A few records
-- -- --
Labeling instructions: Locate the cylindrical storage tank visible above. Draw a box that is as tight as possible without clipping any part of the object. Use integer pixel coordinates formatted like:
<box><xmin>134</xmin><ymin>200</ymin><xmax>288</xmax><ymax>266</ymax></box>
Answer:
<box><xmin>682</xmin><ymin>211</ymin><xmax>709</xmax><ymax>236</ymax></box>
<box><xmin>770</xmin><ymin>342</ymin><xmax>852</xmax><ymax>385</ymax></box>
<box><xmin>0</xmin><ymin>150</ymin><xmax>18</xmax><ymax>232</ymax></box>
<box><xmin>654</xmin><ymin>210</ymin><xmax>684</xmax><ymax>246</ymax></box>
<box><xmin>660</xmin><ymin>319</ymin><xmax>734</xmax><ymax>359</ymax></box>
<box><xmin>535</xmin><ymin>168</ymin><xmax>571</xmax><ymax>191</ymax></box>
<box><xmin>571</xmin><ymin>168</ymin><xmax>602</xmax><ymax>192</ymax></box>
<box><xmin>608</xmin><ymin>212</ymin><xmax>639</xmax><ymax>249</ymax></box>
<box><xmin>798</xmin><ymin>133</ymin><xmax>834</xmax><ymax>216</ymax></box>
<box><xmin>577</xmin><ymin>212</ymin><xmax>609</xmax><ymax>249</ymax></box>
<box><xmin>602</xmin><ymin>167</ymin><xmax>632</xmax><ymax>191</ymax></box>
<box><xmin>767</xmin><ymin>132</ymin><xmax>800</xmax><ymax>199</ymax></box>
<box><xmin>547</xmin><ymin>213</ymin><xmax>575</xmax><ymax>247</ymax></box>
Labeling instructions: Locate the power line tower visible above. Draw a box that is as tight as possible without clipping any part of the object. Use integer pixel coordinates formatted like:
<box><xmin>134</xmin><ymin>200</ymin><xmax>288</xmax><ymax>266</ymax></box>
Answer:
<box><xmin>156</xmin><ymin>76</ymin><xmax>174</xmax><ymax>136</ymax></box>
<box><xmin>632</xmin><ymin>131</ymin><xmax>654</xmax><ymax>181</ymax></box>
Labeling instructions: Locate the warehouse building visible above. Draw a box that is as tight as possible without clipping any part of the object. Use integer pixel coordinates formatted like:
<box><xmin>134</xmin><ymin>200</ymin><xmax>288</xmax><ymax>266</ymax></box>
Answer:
-- -- --
• PROBLEM: Please pick out every line above that contains the word "without", and copy each one in full.

• EXERCISE ANSWER:
Labeling instructions: Locate the cylindrical storage tank visible above. Draw a box that is as tight as possible without clipping any part of the object. Use integer pixel coordinates formatted like:
Labeling instructions: Locate the power line tower visible above. Draw a box that is as tight as possible without clipping any part of the object. Use integer pixel coordinates formatted like:
Labeling instructions: Locate the warehouse building visible above. Draw a box that is as tight as possible without clipping any part of the object. Use integer pixel coordinates formatted like:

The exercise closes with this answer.